Record extracts:
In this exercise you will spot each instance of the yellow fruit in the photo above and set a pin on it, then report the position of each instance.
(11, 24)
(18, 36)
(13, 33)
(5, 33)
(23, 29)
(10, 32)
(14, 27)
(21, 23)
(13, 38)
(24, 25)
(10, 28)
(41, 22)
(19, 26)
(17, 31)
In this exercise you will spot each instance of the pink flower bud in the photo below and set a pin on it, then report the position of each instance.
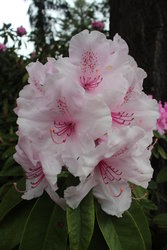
(21, 31)
(2, 47)
(162, 121)
(97, 25)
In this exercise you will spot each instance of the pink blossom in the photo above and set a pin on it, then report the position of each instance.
(2, 47)
(97, 25)
(36, 176)
(21, 31)
(124, 162)
(162, 121)
(88, 112)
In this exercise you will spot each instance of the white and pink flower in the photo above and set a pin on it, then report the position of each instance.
(89, 114)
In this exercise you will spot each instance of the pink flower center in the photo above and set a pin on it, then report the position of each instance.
(63, 130)
(89, 61)
(122, 118)
(108, 173)
(35, 174)
(88, 83)
(90, 77)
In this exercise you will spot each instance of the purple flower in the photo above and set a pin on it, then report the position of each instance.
(21, 31)
(2, 47)
(162, 121)
(97, 25)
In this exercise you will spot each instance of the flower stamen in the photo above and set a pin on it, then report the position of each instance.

Exercise requirements:
From first line to last, return the records verbatim without their pictures.

Written reply:
In this exercise you will spot each instance of the yellow fruit in the photo above and set a pin on it, then report the position of each instance.
(11, 24)
(18, 36)
(13, 33)
(5, 33)
(23, 29)
(10, 32)
(14, 27)
(21, 23)
(13, 38)
(24, 25)
(10, 28)
(41, 22)
(19, 26)
(17, 31)
In this exercise you will spot each instance of the pink flower bud in the photo below and set a pin on it, then report the position of each instance.
(21, 31)
(2, 47)
(162, 121)
(97, 25)
In this exercise you will spot each instance of the pink blossom in the photo above and set a pin on it, then report the position of each instance.
(2, 47)
(97, 25)
(36, 176)
(21, 31)
(124, 162)
(162, 121)
(88, 112)
In this exercise you will spot each instance of the white and pink flower in the photo above and set a pin on it, then report the position of each instance.
(89, 114)
In this exercise you will spot each instance of the pink flower center in the photo above and set a pin on it, then report the position of each instance.
(63, 130)
(89, 61)
(122, 118)
(108, 173)
(35, 174)
(88, 83)
(90, 77)
In this exercise you will spot each instance of the purple flower in the photo above and set a pin on it, then report the position of each instance.
(21, 31)
(2, 47)
(162, 121)
(97, 25)
In this exercise you will spot each instance of the flower stamen in the photo above and set a pin on it, then report the position of each instance.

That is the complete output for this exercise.